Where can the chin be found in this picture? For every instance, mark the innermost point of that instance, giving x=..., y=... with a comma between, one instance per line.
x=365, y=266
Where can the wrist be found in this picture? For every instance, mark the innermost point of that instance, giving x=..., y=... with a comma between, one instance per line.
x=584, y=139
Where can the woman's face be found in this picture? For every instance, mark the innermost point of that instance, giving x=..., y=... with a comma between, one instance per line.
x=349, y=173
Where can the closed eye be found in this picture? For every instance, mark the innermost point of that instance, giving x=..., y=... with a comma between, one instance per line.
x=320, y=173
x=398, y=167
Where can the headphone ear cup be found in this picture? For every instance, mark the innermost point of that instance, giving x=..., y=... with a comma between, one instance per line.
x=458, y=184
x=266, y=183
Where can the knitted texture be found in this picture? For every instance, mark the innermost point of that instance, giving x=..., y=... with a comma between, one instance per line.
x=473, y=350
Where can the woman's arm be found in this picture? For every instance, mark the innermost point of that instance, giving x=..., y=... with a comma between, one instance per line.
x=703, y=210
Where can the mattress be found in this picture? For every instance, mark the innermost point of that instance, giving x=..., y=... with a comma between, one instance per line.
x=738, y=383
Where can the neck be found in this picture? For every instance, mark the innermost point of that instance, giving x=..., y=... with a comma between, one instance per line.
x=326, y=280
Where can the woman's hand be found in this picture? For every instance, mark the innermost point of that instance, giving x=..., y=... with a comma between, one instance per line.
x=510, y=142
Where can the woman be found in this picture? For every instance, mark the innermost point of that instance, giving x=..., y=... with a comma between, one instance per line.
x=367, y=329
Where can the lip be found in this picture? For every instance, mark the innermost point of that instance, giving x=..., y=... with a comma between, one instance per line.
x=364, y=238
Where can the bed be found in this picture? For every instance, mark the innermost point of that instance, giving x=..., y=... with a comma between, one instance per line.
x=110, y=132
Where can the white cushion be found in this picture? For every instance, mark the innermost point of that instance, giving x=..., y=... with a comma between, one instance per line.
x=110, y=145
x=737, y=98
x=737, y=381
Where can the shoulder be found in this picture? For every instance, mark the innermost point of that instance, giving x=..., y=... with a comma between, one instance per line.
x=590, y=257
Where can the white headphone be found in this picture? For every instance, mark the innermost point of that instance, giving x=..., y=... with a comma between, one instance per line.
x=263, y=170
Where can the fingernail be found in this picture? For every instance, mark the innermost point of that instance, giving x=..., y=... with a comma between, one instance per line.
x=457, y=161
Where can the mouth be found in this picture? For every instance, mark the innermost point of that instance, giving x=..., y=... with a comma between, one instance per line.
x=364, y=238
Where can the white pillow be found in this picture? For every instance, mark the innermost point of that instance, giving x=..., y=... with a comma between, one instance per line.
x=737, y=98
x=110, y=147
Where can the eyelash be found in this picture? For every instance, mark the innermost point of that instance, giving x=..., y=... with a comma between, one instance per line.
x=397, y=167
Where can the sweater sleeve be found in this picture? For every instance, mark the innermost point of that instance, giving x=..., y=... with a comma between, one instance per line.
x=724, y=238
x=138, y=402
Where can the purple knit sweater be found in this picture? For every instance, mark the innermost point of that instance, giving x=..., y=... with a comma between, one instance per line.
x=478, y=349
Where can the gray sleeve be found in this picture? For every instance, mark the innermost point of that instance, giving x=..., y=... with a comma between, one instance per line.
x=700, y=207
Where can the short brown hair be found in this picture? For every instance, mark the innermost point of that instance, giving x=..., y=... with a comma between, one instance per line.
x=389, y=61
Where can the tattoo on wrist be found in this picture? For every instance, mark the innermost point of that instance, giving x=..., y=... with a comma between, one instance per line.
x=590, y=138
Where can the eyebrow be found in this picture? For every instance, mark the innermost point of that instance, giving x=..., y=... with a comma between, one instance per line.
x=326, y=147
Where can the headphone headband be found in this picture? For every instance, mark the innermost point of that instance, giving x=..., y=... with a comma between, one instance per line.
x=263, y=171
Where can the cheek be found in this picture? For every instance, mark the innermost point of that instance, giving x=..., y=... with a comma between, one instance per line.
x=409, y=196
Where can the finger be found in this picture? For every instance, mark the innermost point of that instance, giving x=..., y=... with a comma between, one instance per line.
◆ ◆ ◆
Exercise> Repeat the material word for word, leaving out no line.

Solution for this exercise>
Where can the chin be found in this picture? For every instance, mark the innermost point of that instance, giving x=..., y=... with a comma between, one instance per line.
x=365, y=266
Where can the wrist be found in this picture? For every instance, mark the innermost point of that instance, giving x=..., y=... with a comma between, one instance per line.
x=584, y=139
Where can the woman's face be found in this picture? For every instance, mark the innermost point of that instance, giving x=..., y=... with a comma between, one instance per line.
x=349, y=173
Where can the closed eye be found in this picture? For every instance, mark the innermost point of that instance, giving x=..., y=... with a comma between, one instance per line.
x=320, y=173
x=398, y=167
Where can the headphone ear cup be found in this picture? For every instance, mark the innermost point of that instance, giving x=..., y=... with a comma between, one instance per line.
x=458, y=184
x=266, y=183
Where can the knitted texture be found in this picture? For every instance, mark the innermost point of that instance, giving x=..., y=... with a comma between, one instance per line.
x=473, y=350
Where can the woman's arm be found in this picture? For every instance, mark the innermost point of that instance, giving x=..., y=... with a comma between, one instance per line.
x=703, y=210
Where can the mattress be found in this picture? For every instance, mark the innermost point of that instance, giving x=..., y=... with a comma between, one instance per line.
x=738, y=383
Where can the neck be found in this picture? For every instance, mark the innermost point of that instance, giving x=..., y=... with a comma between, one instance per line.
x=326, y=280
Where can the woman's hand be found in this picture? For every instance, mark the innermost point of that instance, giving x=..., y=... with a comma between, one instance per line.
x=510, y=142
Where can the woman be found in this picture? For every instance, mark the innermost point of that instance, giving x=..., y=... with a comma between, one instance per line.
x=367, y=329
Where can the lip be found in this picture? For every instance, mark the innermost point of that instance, giving x=..., y=... with a comma between, one instance per line.
x=364, y=238
Where can the bed be found in this picture? For every instance, mark the innermost point of that instance, giving x=..., y=... with a comma between, one instance per line.
x=110, y=132
Where can the white cushion be found in this picture? For every instance, mark the innermost point of that instance, giving x=..., y=... with a comma between, one instance per line.
x=110, y=145
x=737, y=98
x=737, y=381
Where can the shoulder be found in this picture? For every instance, mark the innermost point of that instance, giving x=..., y=... with a comma between, one instance per line.
x=590, y=257
Where can the white headphone be found in this picture? For every instance, mark the innermost point of that instance, giving x=..., y=... with a comma between, one instance per line.
x=263, y=170
Where can the fingernail be found in this picture? For every instance, mark the innermost point of that instance, giving x=..., y=... with a comma between, one instance per line.
x=457, y=161
Where can the mouth be found in this picture? For every instance, mark the innermost point of that instance, giving x=..., y=... with a comma between, one instance per line.
x=364, y=238
Where can the white pillow be found in this picture? For every instance, mark the innermost point of that instance, giving x=..., y=... with a comma between, one instance per line.
x=737, y=98
x=110, y=147
Where can the eyelash be found in this picture? For every instance, mark the innermost point of that instance, giving x=..., y=... with a comma between, one instance per line.
x=397, y=167
Where can the sweater sleeve be found in this picture? For every instance, mark the innermost point of that instance, giving x=..., y=... with a comma between, one instance per line.
x=724, y=238
x=138, y=402
Where can the purple knit sweater be found in this picture? For every instance, mark the innermost point of that instance, giving x=..., y=... with a comma between, one instance per line.
x=478, y=349
Where can the gray sleeve be found in this picture? For every instance, mark the innermost point of that instance, giving x=..., y=... with a comma between, one instance per line.
x=700, y=207
Where can the short brown hair be found in this picture? For every instance, mark the innermost point of that instance, giving x=..., y=... with a comma between, one instance per line.
x=389, y=61
Where can the tattoo on wrist be found in this picture? For every instance, mark the innermost point of that instance, giving x=..., y=... with a comma between, one instance per line.
x=590, y=138
Where can the eyebrow be found in this picture? For every instance, mark the innermost point of that instance, giving x=..., y=... with a comma between, one instance per line.
x=326, y=147
Where can the headphone headband be found in this picture? For every instance, mark the innermost point of that instance, giving x=..., y=... with a comma between, one instance per line.
x=263, y=171
Where can the cheek be found in this picture? For every instance, mark the innermost point of that instance, giving x=..., y=... with a comma between, one instance per line.
x=409, y=196
Where can the finger be found in this picture? For every instance, mark the innermost point of that instance, giving x=..., y=... with a comma between, one instance per line.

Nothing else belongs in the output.